● **Task**: Pick out every line in the material below that contains the string "woman", and copy those lines without changes.

● **Supplied records**:
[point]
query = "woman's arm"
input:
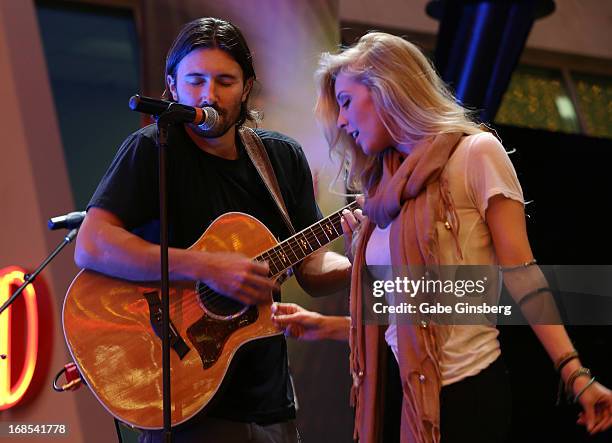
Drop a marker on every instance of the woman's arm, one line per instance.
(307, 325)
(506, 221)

...

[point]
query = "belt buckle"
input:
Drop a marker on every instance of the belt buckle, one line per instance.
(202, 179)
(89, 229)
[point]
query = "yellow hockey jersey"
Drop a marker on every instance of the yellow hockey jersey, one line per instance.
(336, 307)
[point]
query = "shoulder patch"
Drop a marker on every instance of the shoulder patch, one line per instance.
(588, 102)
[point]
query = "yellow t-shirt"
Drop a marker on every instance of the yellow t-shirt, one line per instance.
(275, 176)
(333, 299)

● **Result of this exercise**:
query = "woman's arm"
Drop a marker on every instance of the woman's arm, one line per instance.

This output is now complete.